▶ [Job]:
Please reproduce all the entries below word for word, leaving out the pictures.
## Begin
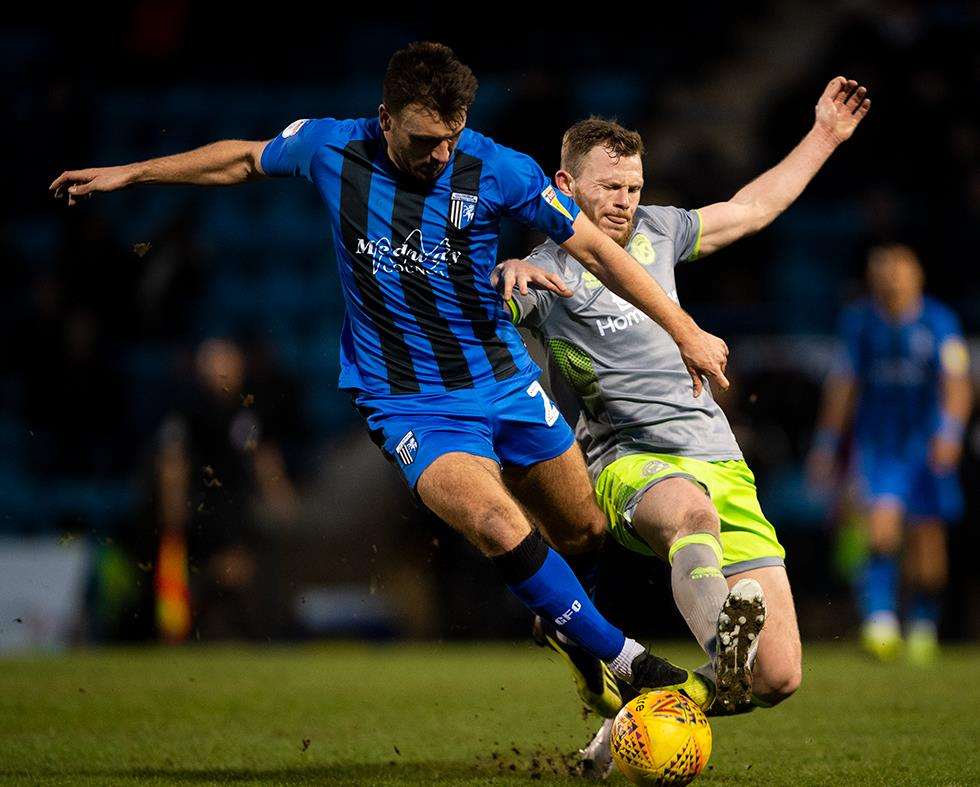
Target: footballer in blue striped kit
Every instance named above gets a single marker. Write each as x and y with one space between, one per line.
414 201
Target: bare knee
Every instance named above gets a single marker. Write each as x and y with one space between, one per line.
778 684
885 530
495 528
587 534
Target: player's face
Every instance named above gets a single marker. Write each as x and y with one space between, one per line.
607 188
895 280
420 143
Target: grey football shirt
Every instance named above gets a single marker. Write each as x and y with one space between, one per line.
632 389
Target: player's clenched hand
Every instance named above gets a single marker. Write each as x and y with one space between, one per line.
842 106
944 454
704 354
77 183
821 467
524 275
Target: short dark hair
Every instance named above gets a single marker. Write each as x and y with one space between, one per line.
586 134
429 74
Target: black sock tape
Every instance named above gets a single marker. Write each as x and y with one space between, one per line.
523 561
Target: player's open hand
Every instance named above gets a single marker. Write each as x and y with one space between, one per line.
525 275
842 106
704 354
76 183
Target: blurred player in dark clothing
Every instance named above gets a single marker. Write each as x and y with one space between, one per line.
## End
▶ [Answer to the task]:
Target: footballer in blue striped kit
Every instance named above gets a single marker. Write each as x and y with one space between, one per line.
414 201
Target: bare knee
Every instance named above gets a single marker. Write each as x and y with one space between, one per line.
778 684
885 530
495 528
587 534
Target: player's face
Every instance named above gets a single marker. Write each as x and y with one space between, one per line.
607 188
895 280
420 143
Target: grey football shirt
Every instance named above gets a single marker. Write each as x and y with one space between, one per line.
632 389
Target: player's clenched hand
Every instance named above gets a single marker. Write each as x and y with one space between, one per line.
842 106
944 454
704 354
77 183
821 467
524 275
Target: short dark hair
Every instance named above gets a single marker. Write each as x and y with one space between, one per line.
586 134
429 74
Target: black sock tape
Every instance named above gets a single marker. Write each as x and y with one space between, one per line.
523 561
Target: player's open hand
Every instance named above gets a single marker. Write each as x and y with one space between, one per line.
525 275
842 106
704 354
76 183
Target: blurred player in dark clothing
Every instance named above gets a single marker. Write each as x and y with one space between, one per line.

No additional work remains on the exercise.